Text provided

▼

Nurses in professional development can help staff nurses take charge of their careers and, at the same time, build an organization’s nursing leadership pipeline through an activity called “career mapping.”
“Career cartography,” explained an article in the Journal for Nurses in Professional Development, “is described as the science of designing, producing, and communicating an individualized and detailed map toward a deliberate career achievement and advancement. Career mapping begins with a destination statement and a career vision, identified career goals, and includes a dynamic, strategic career plan blueprint that is revisited and revised as goals are met.”
Much like the famous fictional sleuth Maisie Dobbs visualizes her thoughts on a case map to help her navigate and solve each investigation she takes on, a career map helps nurses organize, strategize, and eventually realize specific points on their career journey.
The map gets them where they want to go.
Career mapping benefits employers, too.
A handful of nurses who participated in a career-mapping pilot project at Arkansas Children’s Hospital in Little Rock said the process of communicating with nurse educators and leaders about their short- and long-term career goals and then mapping out their personalized career plan helped them feel valued, according to the paper.
The nurses also felt more directed in their professional development and engaged in the practice environment.
One clinical nurse who ticked off goals-turned-accomplishments on her career map went on to advance to a patient care management position within the hospital.
“Because the clinical nurse had utilized her career map to identify and achieve her goals and because the nurse director had mentored, encouraged, and supported the nurse in the achievement of her career goals, the nurse was able to assume the new patient manager position,” the paper explained.
“From the nurse director’s perspective, her team was ‘bench ready’ in succession planning.”
Having engaged, directed, and empowered nurses charting their professional paths is smart strategy for succession planning.
“Purposefully developing nurses earlier in their careers for long-term leadership roles presents a more sustainable solution than merely fulfilling an immediate need to position replacement,” the authors pointed out.
At Arkansas Children’s Hospital, the organization-wide launch of career mapping that followed the successful pilot project was unexpectedly slow in gaining momentum, the paper reported. Use of the career map template across the hospital was sluggish and inconsistent. While nurse leaders and educators recognized the need to zero-in on exactly why, their support of the career-mapping progress remained strong.
After all, they saw what it accomplished in the pilot group.
“Career mapping can assist the individual nurse to establish goals for lifelong learning, serve the profession and the community, and achieve professional excellence in whatever way that is meaningful to that nurse,” they asserted. “Career mapping can assist organizations to keep talented staff and plan for succession in leadership roles.”
“Career mapping,” they concluded, “can be an important approach to assist organizations with professional excellence goal attainment.”

▲

To do
From the text on career mapping for nurses, copy the passage from "At Arkansas Children’s Hospital, the" up to and including "the pilot group.", word for word. The rows have nothing to do with the text above.

Data provided
▼

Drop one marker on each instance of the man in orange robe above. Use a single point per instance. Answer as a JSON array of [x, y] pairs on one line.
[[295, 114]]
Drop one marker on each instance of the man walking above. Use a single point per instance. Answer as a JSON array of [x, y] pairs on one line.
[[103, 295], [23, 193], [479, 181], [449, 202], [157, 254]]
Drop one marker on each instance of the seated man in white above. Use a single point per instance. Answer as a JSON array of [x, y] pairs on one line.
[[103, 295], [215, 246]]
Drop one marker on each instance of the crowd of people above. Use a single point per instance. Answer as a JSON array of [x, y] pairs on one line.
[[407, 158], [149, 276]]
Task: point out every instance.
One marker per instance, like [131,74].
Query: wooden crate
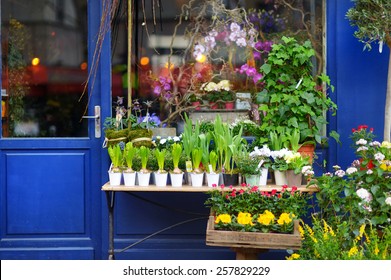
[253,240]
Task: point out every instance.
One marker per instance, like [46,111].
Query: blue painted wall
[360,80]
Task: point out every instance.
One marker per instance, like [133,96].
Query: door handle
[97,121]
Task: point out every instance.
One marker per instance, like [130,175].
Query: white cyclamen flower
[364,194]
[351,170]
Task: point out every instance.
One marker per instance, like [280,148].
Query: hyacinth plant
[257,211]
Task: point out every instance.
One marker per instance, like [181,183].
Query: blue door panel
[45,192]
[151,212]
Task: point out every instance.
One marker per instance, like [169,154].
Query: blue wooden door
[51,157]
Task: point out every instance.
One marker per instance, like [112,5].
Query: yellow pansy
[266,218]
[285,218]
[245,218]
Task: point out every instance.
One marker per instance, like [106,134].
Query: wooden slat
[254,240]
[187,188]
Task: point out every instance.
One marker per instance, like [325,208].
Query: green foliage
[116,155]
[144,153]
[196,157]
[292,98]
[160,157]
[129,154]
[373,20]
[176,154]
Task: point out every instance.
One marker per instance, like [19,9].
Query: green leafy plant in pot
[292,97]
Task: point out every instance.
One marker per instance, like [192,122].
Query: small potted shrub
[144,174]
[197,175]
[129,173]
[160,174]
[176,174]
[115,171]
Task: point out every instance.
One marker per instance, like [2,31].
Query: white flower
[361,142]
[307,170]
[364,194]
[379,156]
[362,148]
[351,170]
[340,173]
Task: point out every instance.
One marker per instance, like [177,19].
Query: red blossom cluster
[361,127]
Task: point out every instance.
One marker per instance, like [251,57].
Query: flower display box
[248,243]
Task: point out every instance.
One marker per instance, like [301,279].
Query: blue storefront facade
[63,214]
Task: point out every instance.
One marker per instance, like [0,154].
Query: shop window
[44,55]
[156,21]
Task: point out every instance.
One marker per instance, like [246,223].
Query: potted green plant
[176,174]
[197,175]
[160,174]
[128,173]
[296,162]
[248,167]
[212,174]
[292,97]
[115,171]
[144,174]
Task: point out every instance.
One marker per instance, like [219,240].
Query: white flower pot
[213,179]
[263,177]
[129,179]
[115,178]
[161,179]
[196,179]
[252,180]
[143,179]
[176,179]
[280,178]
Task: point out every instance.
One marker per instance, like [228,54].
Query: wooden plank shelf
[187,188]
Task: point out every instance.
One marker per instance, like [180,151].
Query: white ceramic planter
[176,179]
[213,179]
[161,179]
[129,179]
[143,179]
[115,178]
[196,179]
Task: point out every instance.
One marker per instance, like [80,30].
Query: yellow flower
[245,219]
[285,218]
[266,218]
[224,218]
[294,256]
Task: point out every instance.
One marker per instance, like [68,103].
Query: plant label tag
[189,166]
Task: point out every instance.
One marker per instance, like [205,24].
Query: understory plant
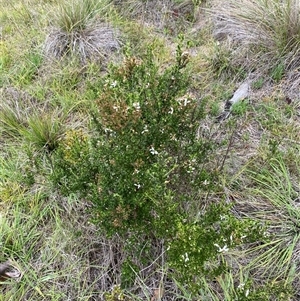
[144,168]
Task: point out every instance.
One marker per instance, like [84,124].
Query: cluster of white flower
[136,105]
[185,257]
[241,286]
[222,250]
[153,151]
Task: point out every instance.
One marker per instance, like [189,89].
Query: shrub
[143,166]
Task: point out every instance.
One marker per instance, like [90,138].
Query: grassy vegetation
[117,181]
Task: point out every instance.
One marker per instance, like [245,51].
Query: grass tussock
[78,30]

▲

Worked solution
At Arkansas Children’s Hospital, the organization-wide launch of career mapping that followed the successful pilot project was unexpectedly slow in gaining momentum, the paper reported. Use of the career map template across the hospital was sluggish and inconsistent. While nurse leaders and educators recognized the need to zero-in on exactly why, their support of the career-mapping progress remained strong.
After all, they saw what it accomplished in the pilot group.